• TO BE DONE: Count the lines in the rows below that contain the string "wooden". Reply with the number alone.

··· DATA EXTRACT

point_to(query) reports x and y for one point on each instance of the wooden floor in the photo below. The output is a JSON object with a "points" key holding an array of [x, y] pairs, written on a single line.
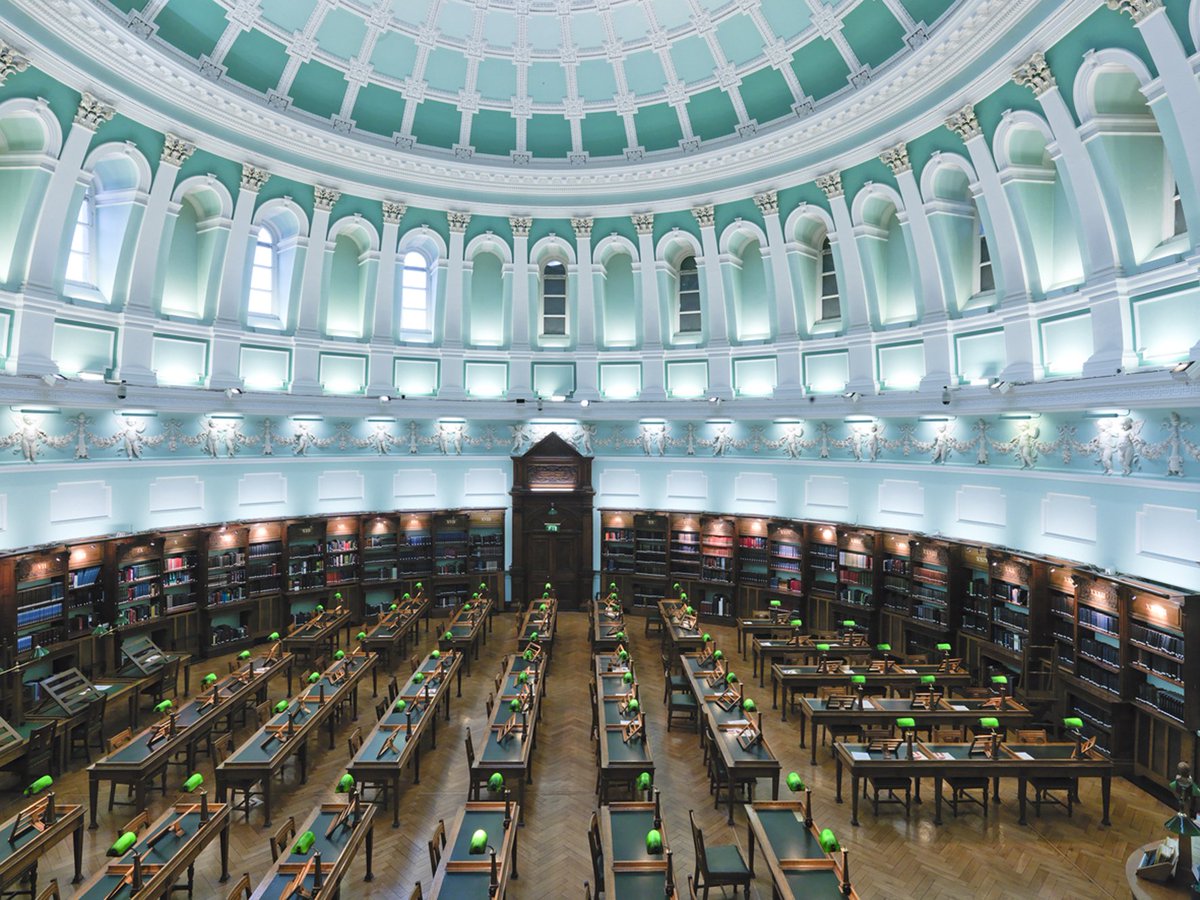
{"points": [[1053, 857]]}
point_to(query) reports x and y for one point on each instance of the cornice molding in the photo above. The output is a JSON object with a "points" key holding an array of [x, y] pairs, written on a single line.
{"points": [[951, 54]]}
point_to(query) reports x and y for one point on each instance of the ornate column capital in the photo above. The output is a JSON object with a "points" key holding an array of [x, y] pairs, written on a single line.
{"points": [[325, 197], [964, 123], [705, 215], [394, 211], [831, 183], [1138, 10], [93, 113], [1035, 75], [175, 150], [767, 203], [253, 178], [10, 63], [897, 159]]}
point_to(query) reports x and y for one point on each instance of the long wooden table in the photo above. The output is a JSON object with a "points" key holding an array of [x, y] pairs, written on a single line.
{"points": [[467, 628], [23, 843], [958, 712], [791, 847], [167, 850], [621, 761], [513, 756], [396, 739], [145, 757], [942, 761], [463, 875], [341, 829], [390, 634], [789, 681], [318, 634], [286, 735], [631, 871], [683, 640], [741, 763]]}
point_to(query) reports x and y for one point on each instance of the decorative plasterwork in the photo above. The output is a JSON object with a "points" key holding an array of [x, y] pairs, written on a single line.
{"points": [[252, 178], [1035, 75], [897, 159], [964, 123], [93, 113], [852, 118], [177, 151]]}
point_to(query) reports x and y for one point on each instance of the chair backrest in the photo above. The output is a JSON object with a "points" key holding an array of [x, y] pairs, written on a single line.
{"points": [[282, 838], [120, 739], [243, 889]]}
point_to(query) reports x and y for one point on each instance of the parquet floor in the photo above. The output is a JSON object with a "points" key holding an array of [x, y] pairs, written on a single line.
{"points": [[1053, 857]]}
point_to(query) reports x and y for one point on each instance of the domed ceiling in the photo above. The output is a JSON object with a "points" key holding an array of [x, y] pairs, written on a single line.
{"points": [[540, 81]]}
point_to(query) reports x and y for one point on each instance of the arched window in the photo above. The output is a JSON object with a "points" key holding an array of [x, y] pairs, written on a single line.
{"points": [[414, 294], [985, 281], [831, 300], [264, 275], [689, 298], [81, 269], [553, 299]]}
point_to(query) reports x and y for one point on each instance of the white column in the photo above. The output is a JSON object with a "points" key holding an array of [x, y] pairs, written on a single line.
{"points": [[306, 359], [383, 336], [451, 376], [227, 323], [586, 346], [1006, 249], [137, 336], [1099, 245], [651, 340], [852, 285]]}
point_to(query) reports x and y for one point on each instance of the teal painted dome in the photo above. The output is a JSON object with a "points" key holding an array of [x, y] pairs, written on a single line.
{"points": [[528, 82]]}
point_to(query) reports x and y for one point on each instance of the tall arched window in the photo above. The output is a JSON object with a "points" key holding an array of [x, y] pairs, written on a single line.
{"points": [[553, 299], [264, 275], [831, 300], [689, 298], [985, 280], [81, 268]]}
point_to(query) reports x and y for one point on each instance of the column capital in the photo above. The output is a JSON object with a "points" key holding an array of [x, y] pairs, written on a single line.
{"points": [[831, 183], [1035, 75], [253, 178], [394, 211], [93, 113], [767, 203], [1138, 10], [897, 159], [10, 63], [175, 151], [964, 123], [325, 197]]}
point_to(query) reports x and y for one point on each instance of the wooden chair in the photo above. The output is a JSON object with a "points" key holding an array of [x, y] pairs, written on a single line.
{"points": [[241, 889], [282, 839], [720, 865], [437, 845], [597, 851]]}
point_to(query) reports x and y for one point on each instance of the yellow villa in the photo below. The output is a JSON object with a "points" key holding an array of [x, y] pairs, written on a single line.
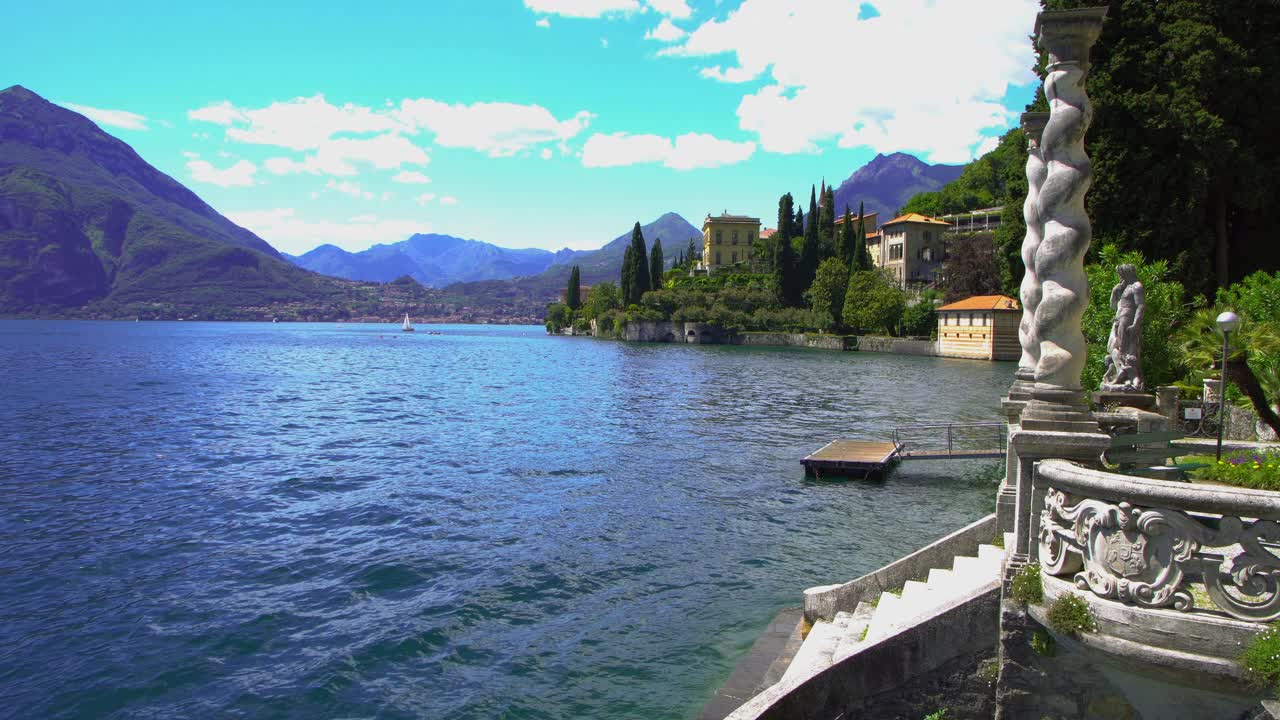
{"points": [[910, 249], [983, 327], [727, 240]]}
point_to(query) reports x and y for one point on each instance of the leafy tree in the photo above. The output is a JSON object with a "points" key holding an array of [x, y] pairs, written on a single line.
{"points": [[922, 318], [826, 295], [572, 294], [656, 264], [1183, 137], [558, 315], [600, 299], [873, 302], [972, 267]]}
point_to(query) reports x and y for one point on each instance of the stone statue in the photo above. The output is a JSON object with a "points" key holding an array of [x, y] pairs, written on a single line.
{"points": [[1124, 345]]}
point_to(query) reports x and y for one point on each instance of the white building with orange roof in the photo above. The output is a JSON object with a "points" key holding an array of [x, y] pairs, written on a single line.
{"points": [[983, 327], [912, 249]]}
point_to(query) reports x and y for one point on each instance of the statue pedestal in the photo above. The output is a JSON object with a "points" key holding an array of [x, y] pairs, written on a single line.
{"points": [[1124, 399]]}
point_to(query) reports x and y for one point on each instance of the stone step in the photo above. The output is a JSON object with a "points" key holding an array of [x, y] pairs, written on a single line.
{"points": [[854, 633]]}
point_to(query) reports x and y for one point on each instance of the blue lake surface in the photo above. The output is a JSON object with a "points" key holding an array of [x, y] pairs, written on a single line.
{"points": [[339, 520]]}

······
··· DATA EXTRACT

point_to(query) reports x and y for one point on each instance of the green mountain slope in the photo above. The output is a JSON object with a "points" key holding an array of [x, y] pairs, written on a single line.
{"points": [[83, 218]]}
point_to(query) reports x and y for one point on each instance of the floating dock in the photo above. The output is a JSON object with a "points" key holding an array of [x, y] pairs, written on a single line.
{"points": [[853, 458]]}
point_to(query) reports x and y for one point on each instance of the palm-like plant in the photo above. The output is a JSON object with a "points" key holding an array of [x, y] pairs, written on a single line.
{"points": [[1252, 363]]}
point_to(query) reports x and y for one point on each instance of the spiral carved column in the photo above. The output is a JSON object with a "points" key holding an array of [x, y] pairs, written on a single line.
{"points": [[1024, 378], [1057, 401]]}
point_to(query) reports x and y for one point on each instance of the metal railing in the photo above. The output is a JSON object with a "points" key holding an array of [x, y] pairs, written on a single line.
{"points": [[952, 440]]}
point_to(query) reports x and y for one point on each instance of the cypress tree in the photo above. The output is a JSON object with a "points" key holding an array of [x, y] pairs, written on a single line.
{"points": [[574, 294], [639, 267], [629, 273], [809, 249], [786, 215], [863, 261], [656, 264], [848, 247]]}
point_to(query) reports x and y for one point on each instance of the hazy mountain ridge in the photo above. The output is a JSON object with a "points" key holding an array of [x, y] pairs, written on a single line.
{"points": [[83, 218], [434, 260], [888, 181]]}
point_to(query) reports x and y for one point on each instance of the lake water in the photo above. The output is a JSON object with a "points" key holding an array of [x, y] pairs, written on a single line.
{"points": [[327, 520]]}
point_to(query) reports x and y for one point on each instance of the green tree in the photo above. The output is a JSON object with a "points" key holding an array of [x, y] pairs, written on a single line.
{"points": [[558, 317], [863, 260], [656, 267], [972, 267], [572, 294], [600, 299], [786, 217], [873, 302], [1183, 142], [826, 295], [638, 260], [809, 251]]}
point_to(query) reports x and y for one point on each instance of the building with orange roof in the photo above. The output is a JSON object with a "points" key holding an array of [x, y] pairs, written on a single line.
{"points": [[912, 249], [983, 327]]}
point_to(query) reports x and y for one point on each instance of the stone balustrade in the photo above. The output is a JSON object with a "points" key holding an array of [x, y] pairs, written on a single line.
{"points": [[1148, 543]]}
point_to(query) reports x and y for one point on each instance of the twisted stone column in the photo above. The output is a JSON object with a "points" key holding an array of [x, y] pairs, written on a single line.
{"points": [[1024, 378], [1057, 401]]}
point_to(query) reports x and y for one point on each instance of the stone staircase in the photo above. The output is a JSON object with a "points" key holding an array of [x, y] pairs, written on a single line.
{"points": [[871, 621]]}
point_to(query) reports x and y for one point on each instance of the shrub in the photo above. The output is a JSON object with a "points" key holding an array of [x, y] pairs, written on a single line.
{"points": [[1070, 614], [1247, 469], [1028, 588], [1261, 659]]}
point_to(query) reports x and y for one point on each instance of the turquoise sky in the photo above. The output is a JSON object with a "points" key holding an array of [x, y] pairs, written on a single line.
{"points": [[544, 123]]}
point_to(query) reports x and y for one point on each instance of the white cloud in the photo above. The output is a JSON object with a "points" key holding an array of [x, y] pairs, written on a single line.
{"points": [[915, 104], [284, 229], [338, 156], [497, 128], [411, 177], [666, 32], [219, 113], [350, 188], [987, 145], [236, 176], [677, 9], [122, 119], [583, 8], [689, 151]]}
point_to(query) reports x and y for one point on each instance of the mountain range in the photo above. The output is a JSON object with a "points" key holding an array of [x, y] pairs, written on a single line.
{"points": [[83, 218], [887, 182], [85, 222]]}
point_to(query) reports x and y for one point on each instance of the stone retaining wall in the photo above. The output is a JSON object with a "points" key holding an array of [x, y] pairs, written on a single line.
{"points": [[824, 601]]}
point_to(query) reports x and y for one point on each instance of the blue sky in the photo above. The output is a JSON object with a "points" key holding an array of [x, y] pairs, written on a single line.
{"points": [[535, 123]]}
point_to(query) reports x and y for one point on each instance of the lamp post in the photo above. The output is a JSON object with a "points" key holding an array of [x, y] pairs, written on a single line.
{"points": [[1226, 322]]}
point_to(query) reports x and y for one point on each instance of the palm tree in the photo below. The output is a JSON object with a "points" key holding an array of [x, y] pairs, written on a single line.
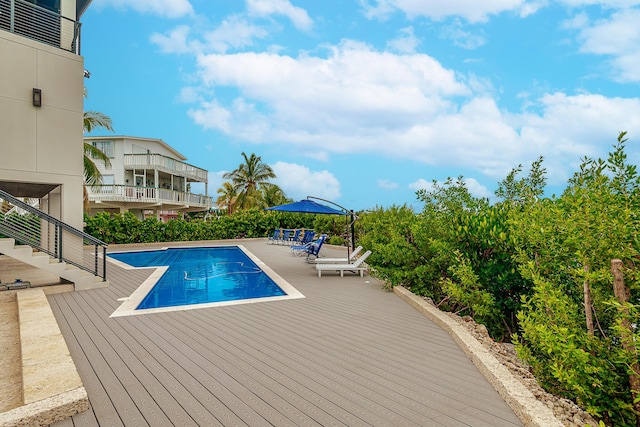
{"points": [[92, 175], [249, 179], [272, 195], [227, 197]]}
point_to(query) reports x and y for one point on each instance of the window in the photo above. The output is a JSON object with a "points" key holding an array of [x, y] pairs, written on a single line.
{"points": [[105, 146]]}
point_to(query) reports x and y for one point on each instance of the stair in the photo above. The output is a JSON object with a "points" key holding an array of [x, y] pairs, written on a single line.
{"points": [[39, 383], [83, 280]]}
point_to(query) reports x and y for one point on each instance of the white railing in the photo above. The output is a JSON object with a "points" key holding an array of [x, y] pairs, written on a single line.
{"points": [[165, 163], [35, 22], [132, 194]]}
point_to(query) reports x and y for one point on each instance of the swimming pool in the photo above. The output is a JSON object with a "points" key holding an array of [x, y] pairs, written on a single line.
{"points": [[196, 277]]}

······

• REPLY: 3